> **EXCERPTED PASSAGE**:
_ _ _ _

Common Rules of Inference

Here are some of the most common rules of inference:

  1. Modus Ponens (MP): If P, then Q. P. Therefore, Q.

    • Example: If it rains, then the ground gets wet. It is raining. Therefore, the ground is wet.

  2. Modus Tollens (MT): If P, then Q. Not Q. Therefore, not P.

    • Example: If it rains, then the ground gets wet. The ground is not wet. Therefore, it is not raining.

  3. Hypothetical Syllogism (HS): If P, then Q. If Q, then R. Therefore, if P, then R.

    • Example: If it rains, then the ground gets wet. If the ground gets wet, then the grass grows. Therefore, if it rains, then the grass grows.

  4. Disjunctive Syllogism (DS): P or Q. Not P. Therefore, Q.

    • Example: It is either sunny or cloudy. It is not sunny. Therefore, it is cloudy.

  5. Simplification (Simp): P and Q. Therefore, P.

_ _ _ _

> **ROWS**:
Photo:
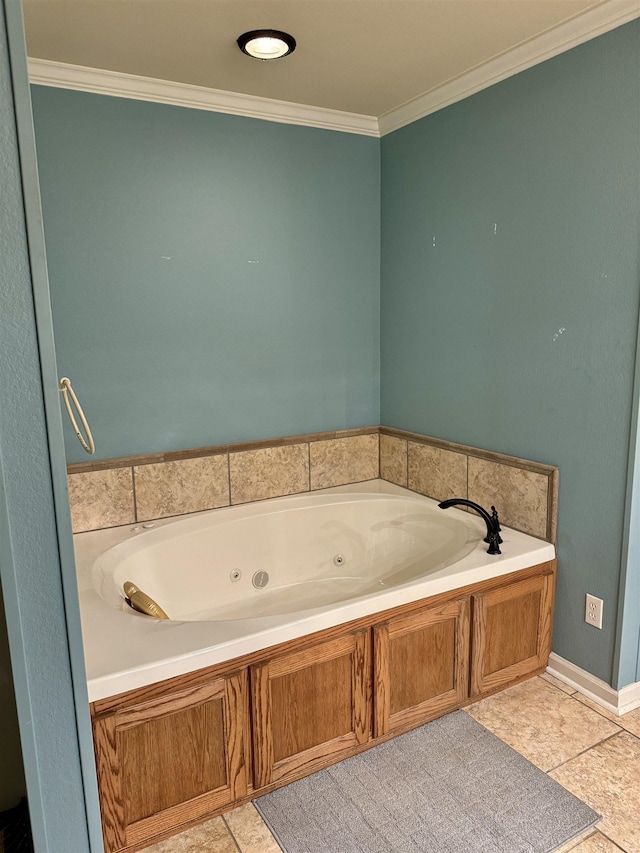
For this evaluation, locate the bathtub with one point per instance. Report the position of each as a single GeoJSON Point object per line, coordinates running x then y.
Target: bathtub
{"type": "Point", "coordinates": [240, 579]}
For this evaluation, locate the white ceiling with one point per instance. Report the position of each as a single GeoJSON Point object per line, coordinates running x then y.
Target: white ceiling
{"type": "Point", "coordinates": [367, 57]}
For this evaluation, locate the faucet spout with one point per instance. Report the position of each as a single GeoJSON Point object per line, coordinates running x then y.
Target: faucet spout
{"type": "Point", "coordinates": [492, 521]}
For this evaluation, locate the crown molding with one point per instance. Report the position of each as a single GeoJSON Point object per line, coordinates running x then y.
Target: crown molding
{"type": "Point", "coordinates": [64, 76]}
{"type": "Point", "coordinates": [607, 16]}
{"type": "Point", "coordinates": [580, 29]}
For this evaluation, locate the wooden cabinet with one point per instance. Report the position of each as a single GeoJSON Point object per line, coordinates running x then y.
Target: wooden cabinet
{"type": "Point", "coordinates": [421, 666]}
{"type": "Point", "coordinates": [511, 631]}
{"type": "Point", "coordinates": [311, 707]}
{"type": "Point", "coordinates": [175, 753]}
{"type": "Point", "coordinates": [171, 759]}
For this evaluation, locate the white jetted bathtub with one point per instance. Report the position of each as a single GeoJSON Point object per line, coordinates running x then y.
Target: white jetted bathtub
{"type": "Point", "coordinates": [239, 579]}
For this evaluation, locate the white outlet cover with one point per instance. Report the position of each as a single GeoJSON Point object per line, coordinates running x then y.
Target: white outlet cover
{"type": "Point", "coordinates": [593, 611]}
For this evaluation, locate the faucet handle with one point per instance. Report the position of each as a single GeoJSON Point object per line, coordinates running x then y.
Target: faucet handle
{"type": "Point", "coordinates": [496, 521]}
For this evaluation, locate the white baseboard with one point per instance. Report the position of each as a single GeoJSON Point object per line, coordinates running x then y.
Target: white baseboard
{"type": "Point", "coordinates": [618, 702]}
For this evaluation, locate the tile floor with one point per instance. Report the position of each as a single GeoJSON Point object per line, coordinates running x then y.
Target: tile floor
{"type": "Point", "coordinates": [583, 747]}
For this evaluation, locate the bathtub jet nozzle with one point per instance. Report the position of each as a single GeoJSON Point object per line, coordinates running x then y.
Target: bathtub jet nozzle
{"type": "Point", "coordinates": [492, 521]}
{"type": "Point", "coordinates": [142, 602]}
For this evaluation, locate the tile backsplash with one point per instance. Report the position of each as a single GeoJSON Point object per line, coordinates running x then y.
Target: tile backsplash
{"type": "Point", "coordinates": [124, 491]}
{"type": "Point", "coordinates": [524, 492]}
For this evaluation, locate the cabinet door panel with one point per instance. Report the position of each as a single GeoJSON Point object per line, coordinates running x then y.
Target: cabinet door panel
{"type": "Point", "coordinates": [310, 707]}
{"type": "Point", "coordinates": [170, 760]}
{"type": "Point", "coordinates": [422, 666]}
{"type": "Point", "coordinates": [511, 632]}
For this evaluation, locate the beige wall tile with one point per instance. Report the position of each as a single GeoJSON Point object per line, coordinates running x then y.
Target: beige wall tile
{"type": "Point", "coordinates": [393, 459]}
{"type": "Point", "coordinates": [269, 472]}
{"type": "Point", "coordinates": [344, 460]}
{"type": "Point", "coordinates": [188, 485]}
{"type": "Point", "coordinates": [519, 496]}
{"type": "Point", "coordinates": [435, 472]}
{"type": "Point", "coordinates": [101, 499]}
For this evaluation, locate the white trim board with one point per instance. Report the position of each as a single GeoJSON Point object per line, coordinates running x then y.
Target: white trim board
{"type": "Point", "coordinates": [585, 27]}
{"type": "Point", "coordinates": [618, 702]}
{"type": "Point", "coordinates": [607, 16]}
{"type": "Point", "coordinates": [63, 76]}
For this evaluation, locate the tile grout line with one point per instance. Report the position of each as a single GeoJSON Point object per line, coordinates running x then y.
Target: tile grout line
{"type": "Point", "coordinates": [584, 751]}
{"type": "Point", "coordinates": [229, 830]}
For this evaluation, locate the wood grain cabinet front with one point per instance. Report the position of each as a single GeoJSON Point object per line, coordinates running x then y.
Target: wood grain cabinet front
{"type": "Point", "coordinates": [171, 760]}
{"type": "Point", "coordinates": [512, 631]}
{"type": "Point", "coordinates": [310, 708]}
{"type": "Point", "coordinates": [421, 666]}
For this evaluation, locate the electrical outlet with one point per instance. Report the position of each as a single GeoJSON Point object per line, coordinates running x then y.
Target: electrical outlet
{"type": "Point", "coordinates": [593, 611]}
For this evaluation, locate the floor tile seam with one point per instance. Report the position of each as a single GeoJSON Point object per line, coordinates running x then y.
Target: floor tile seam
{"type": "Point", "coordinates": [581, 839]}
{"type": "Point", "coordinates": [233, 838]}
{"type": "Point", "coordinates": [583, 751]}
{"type": "Point", "coordinates": [615, 723]}
{"type": "Point", "coordinates": [615, 843]}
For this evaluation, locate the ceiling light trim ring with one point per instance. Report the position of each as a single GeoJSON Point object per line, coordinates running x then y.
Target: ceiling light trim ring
{"type": "Point", "coordinates": [266, 45]}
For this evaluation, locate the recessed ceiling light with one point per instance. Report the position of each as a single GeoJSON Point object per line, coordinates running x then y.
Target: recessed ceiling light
{"type": "Point", "coordinates": [266, 44]}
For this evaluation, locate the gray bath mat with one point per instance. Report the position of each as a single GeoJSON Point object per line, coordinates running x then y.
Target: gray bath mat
{"type": "Point", "coordinates": [448, 787]}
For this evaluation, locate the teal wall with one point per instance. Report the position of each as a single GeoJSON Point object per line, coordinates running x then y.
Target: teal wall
{"type": "Point", "coordinates": [261, 319]}
{"type": "Point", "coordinates": [35, 607]}
{"type": "Point", "coordinates": [218, 279]}
{"type": "Point", "coordinates": [517, 331]}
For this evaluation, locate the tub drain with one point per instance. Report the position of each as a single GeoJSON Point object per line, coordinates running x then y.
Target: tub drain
{"type": "Point", "coordinates": [260, 579]}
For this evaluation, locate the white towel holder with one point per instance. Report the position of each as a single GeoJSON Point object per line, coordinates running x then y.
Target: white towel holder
{"type": "Point", "coordinates": [66, 391]}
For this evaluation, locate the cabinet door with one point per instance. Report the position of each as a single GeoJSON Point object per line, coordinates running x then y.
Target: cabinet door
{"type": "Point", "coordinates": [170, 760]}
{"type": "Point", "coordinates": [421, 666]}
{"type": "Point", "coordinates": [511, 632]}
{"type": "Point", "coordinates": [310, 707]}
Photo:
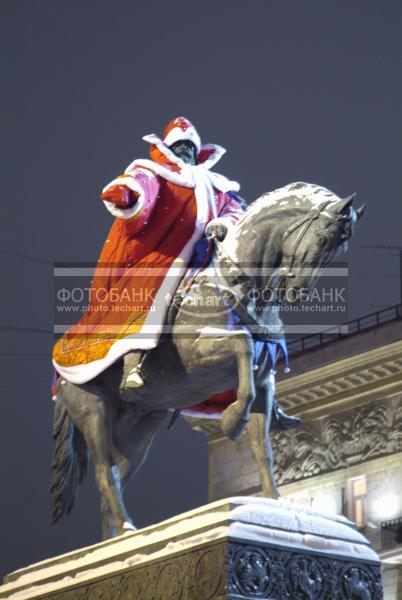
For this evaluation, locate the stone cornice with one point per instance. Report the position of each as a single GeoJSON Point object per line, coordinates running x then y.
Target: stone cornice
{"type": "Point", "coordinates": [348, 382]}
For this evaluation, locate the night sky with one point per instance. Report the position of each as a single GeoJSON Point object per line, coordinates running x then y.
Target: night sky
{"type": "Point", "coordinates": [295, 90]}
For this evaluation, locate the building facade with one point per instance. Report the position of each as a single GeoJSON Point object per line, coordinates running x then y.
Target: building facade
{"type": "Point", "coordinates": [346, 458]}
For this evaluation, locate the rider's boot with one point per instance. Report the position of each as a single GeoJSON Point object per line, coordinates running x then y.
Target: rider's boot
{"type": "Point", "coordinates": [280, 420]}
{"type": "Point", "coordinates": [132, 375]}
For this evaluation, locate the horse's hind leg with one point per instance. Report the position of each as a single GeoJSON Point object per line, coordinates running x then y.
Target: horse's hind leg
{"type": "Point", "coordinates": [132, 438]}
{"type": "Point", "coordinates": [133, 443]}
{"type": "Point", "coordinates": [237, 415]}
{"type": "Point", "coordinates": [258, 434]}
{"type": "Point", "coordinates": [93, 415]}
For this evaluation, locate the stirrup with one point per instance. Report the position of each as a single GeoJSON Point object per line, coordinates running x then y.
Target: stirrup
{"type": "Point", "coordinates": [133, 380]}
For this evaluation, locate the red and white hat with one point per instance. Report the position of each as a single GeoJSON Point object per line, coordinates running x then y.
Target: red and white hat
{"type": "Point", "coordinates": [181, 129]}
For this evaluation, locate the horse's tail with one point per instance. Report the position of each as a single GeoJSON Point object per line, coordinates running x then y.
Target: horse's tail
{"type": "Point", "coordinates": [69, 464]}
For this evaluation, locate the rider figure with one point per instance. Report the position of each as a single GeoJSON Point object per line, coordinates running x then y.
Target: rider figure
{"type": "Point", "coordinates": [162, 206]}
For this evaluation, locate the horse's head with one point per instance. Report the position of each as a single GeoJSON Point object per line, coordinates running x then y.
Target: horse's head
{"type": "Point", "coordinates": [313, 239]}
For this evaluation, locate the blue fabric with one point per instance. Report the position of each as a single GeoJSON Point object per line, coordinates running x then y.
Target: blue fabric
{"type": "Point", "coordinates": [274, 348]}
{"type": "Point", "coordinates": [202, 254]}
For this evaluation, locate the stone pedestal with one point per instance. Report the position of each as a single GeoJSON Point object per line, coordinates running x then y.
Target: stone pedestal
{"type": "Point", "coordinates": [239, 548]}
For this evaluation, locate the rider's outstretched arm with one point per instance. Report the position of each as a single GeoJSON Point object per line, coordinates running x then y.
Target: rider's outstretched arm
{"type": "Point", "coordinates": [132, 197]}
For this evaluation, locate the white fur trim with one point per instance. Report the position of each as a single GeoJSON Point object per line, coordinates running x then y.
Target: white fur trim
{"type": "Point", "coordinates": [176, 134]}
{"type": "Point", "coordinates": [125, 213]}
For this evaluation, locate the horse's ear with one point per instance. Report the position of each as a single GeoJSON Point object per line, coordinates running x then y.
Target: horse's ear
{"type": "Point", "coordinates": [360, 211]}
{"type": "Point", "coordinates": [341, 207]}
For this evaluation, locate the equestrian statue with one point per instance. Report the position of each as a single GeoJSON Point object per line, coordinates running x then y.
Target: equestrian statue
{"type": "Point", "coordinates": [187, 320]}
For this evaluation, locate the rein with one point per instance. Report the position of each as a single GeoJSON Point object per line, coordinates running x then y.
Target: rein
{"type": "Point", "coordinates": [244, 282]}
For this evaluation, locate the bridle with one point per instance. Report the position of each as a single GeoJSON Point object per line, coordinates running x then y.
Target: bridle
{"type": "Point", "coordinates": [302, 223]}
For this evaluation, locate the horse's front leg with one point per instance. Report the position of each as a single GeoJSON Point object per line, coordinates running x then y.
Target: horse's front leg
{"type": "Point", "coordinates": [258, 433]}
{"type": "Point", "coordinates": [237, 415]}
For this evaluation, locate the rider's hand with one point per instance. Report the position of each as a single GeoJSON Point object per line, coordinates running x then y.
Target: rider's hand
{"type": "Point", "coordinates": [120, 196]}
{"type": "Point", "coordinates": [216, 230]}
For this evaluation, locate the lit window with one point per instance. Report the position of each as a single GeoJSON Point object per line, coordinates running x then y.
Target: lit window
{"type": "Point", "coordinates": [356, 501]}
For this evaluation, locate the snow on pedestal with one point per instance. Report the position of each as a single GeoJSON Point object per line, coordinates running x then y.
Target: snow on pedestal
{"type": "Point", "coordinates": [238, 548]}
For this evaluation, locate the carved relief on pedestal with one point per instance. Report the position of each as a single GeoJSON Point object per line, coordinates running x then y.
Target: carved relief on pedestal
{"type": "Point", "coordinates": [339, 441]}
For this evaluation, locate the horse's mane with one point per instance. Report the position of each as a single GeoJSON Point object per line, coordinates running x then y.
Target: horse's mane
{"type": "Point", "coordinates": [299, 195]}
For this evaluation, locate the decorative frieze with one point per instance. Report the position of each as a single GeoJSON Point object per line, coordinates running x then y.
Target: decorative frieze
{"type": "Point", "coordinates": [338, 441]}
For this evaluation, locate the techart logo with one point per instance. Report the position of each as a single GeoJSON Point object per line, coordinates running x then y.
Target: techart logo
{"type": "Point", "coordinates": [206, 302]}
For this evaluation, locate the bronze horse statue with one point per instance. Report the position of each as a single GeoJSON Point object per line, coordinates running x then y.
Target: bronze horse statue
{"type": "Point", "coordinates": [282, 242]}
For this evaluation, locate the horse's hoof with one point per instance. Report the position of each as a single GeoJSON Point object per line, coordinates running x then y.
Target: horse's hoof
{"type": "Point", "coordinates": [128, 528]}
{"type": "Point", "coordinates": [233, 424]}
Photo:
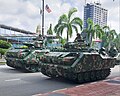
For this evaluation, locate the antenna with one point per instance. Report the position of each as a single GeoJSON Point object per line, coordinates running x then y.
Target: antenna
{"type": "Point", "coordinates": [85, 2]}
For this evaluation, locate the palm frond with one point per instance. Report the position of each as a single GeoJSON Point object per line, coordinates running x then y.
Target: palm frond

_ _ _ _

> **TO BE DONE**:
1. Put the sentence "It is either sunny or cloudy." from the rules of inference text into Spanish.
2. In the rules of inference text, which rule takes "P or Q" and "Not P" and concludes Q?
3. Pick up the rules of inference text after its last line and keep writing.
You won't need the records for this.

> **RESPONSES FOR EACH TASK**:
1. O está soleado o está nublado.

2. Disjunctive Syllogism (DS).

3.
    • Example: I have a red pen and a blue pen. Therefore, I have a red pen.

  6. Conjunction (Conj): P. Q. Therefore, P and Q.

    • Example: I have a red pen. I have a blue pen. Therefore, I have a red pen and a blue pen.

  7. Addition (Add): P. Therefore, P or Q.

    • Example: I have a red pen. Therefore, I have a red pen or a blue pen.

  8. Resolution (Res): P or Q. Not P or R. Therefore, Q or R.

    • Example: It is either raining or snowing. It is not raining or it is windy. Therefore, it is snowing or it is windy.

Using Rules of Inference

Rules of inference are used to construct formal proofs. A proof is a sequence of statements, where each statement is either a premise or follows from previous statements using a rule of inference.

Example

Let's prove that if it rains, then the grass grows, given the following premises:

  1. If it rains, then the ground gets wet.
  2. If the ground gets wet, then the grass grows.

Proof:

  1. If it rains, then the ground gets wet. (Premise)
  2. If the ground gets wet, then the grass grows. (Premise)
  3. If it rains, then the grass grows. (Hypothetical Syllogism: 1, 2
By understanding and applying rules of inference, you can construct logical arguments and build valid proofs.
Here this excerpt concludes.